We have got accustomed to mix together the terrorist regime of Saddam Hussein, a socialist and outstanding democrat, and a similar looking regime of Muammar Kaddafi in Libya, on the one hand, and the traditional Islamic counties living by laws of the shariat, on the other hand: Saudi Arabia, Bahrein, Kuwait and Iran. However, in spite of following the shariat, these countries differ from each other both with traditions and with legislation. What makes these countries nearer to each other and further from the Western countries, is communal, collective consciousness. In these countries an individual is protected in a peculiar way: by family, tribe, religion. Once I happened to talk with an Arab student, who spent several years in Europe and then studied in Kharkov pharmaceutical institute. In Europe she was horrified by the fact that offsprings live separately of their parents, do not help each other and meet mainly on holidays. She was astonished with the solitude of unmarried women, who, in Islamic countries, continue to live within families of, firstly, their parents, and then of their brothers, who have the duty to look after them. Surely, she was struck by a small number of children both in Europe and in our country, and she was overwhelmed with our attitude to mothers with many children. And she was surprised with our disorderly life: by this she meant the absence of the daily rules of traditional behavior equally in Europe and in Ukraine. It goes without saying that the girl was from a wealthy family, where all the children, except the youngest, studied abroad and intended to become professional in their home country. However, in Europe she felt herself lonely and unprotected. It should be noted that she felt herself safer in the USSR of the beginning of the 80s, since the family relations in the USSR were closer and more habitual for her. Yet, it certainly could not be compared with that way of life, to which she got accustomed in Algeria. I have dwelt on this accidental acquaintance on purpose, since I want to point out that most citizens of Moslem countries, especially of those, where regimes were steady, feel themselves prosperous and safe, and they are ready to defend the values of the countries, where they live.

——————

* BRIEF:
Carry on the text about Islamic countries and communal life, picking up after its final sentence. The items that follow play no part here.

* INFORMATION SUPPLIED:
——————

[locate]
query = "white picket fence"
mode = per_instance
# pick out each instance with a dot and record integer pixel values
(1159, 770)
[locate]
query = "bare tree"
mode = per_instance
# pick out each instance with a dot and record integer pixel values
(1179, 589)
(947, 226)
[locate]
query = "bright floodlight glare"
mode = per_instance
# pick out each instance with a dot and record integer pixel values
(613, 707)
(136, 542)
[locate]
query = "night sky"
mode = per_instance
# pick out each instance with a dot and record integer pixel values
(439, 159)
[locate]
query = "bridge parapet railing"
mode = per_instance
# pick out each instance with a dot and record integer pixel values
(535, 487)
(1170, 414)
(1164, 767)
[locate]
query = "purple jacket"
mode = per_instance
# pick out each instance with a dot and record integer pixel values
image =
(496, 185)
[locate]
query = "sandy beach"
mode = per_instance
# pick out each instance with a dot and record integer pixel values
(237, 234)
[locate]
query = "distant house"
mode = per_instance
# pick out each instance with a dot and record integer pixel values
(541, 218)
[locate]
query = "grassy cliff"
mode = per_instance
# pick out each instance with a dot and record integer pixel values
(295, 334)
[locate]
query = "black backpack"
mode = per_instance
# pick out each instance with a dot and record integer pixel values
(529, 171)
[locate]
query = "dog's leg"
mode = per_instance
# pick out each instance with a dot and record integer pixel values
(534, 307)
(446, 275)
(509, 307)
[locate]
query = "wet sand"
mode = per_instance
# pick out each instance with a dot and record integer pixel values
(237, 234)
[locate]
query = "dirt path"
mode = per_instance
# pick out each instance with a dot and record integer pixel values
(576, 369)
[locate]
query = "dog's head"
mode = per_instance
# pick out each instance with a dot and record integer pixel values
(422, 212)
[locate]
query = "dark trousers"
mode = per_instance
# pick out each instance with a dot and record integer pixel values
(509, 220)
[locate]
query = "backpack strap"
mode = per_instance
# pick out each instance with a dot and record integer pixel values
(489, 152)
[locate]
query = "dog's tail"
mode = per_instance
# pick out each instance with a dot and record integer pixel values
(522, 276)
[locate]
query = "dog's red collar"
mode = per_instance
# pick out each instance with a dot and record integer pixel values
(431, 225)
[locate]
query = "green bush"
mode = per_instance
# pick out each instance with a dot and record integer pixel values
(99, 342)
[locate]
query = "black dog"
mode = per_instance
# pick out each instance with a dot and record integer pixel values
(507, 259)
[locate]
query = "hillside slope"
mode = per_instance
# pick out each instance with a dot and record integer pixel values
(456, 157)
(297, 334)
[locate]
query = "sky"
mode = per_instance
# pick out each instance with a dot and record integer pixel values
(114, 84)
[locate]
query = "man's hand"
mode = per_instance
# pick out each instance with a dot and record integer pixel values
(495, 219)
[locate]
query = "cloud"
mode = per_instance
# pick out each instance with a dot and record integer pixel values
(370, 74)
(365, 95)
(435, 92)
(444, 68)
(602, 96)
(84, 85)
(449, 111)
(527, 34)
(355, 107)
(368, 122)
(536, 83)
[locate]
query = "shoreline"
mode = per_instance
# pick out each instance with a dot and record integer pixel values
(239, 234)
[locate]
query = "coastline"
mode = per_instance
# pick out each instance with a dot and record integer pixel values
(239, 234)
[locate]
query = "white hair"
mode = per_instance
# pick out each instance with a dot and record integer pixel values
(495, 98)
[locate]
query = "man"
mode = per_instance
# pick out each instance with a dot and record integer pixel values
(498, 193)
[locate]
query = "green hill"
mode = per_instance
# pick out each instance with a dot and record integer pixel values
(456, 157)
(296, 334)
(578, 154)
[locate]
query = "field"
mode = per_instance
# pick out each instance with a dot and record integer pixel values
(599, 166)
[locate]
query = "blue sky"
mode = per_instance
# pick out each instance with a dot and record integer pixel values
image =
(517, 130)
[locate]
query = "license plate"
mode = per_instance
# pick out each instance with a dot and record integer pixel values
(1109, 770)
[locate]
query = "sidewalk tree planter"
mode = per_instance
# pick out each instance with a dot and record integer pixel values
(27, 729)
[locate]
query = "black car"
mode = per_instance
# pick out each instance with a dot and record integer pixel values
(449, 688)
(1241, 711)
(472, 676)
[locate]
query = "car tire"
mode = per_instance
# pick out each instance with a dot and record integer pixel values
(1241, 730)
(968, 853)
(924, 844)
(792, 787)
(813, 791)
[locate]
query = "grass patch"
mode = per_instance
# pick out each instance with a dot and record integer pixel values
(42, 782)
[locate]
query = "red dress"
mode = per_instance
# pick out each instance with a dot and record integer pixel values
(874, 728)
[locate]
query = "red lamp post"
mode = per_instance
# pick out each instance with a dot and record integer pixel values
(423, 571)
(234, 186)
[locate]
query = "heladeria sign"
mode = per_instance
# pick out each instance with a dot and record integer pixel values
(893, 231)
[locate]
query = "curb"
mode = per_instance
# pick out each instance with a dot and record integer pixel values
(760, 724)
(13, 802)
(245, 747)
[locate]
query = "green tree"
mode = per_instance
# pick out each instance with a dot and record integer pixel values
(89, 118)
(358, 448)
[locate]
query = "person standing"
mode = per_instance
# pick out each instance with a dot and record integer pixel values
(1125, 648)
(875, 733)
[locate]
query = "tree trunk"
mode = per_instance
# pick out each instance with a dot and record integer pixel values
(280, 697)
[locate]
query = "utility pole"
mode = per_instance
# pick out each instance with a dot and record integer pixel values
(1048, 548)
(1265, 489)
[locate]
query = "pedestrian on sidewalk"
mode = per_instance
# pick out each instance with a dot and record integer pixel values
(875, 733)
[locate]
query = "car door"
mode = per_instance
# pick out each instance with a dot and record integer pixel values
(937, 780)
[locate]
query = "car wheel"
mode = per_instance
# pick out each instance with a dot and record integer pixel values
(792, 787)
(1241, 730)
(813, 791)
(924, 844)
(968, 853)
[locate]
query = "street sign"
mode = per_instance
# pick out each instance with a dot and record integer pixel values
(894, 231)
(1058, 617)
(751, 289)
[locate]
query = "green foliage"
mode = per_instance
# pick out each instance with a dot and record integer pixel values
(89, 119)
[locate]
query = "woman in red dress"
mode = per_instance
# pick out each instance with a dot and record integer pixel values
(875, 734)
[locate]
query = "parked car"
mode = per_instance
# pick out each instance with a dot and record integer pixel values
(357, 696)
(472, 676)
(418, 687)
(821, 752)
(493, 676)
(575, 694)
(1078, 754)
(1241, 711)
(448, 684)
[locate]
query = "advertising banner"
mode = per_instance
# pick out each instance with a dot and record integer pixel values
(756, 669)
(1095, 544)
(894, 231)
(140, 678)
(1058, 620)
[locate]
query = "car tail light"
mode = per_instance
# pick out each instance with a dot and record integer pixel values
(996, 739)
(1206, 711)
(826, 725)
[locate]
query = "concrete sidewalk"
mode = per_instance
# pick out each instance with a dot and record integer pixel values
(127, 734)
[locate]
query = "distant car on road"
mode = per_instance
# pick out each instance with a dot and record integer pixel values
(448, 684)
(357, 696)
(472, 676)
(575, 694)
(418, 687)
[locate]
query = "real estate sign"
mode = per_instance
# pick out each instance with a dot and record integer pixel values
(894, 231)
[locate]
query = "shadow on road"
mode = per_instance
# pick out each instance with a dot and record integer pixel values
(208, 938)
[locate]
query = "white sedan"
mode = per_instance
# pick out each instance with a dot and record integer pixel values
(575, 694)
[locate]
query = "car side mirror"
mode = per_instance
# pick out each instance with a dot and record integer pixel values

——————

* ANSWER SECTION:
Now let us recall quite another time and quite another country: the Russian Empire, members of the ‘Narodnaya Volya and individual terror. The assassination of Alexander II, a czar, who wanted to reform the country and to introduce the constitution. Then the persecutions of liberals. Obviously senseless and heroic deeds of terrorists caused by not less senseless and criminal unwillingness of the czar to understand the problems of the country, which he ruled. As a consequence, the apocryphal Lenins statement ‘We shall follow another way, and this notorious way, which our fathers and we followed. The disability to listen to each other never leads to solving any problems. I am not a supporter of individual terror, I am rather supporter of Alexander II. Terror is the meanest and the most horrible phenomena in the world.
Dropping bombs and launching rockets will never replace the intelligible dialog between civilizations. In my opinion, the UNO, as it functions now, cannot fulfil the tasks, for which it was created. A dialog between different cultures must be carried out in the UNO framework. As to the application of force, it can be of use only if most peaceful citizens of different cultures understand that the force is applied justly.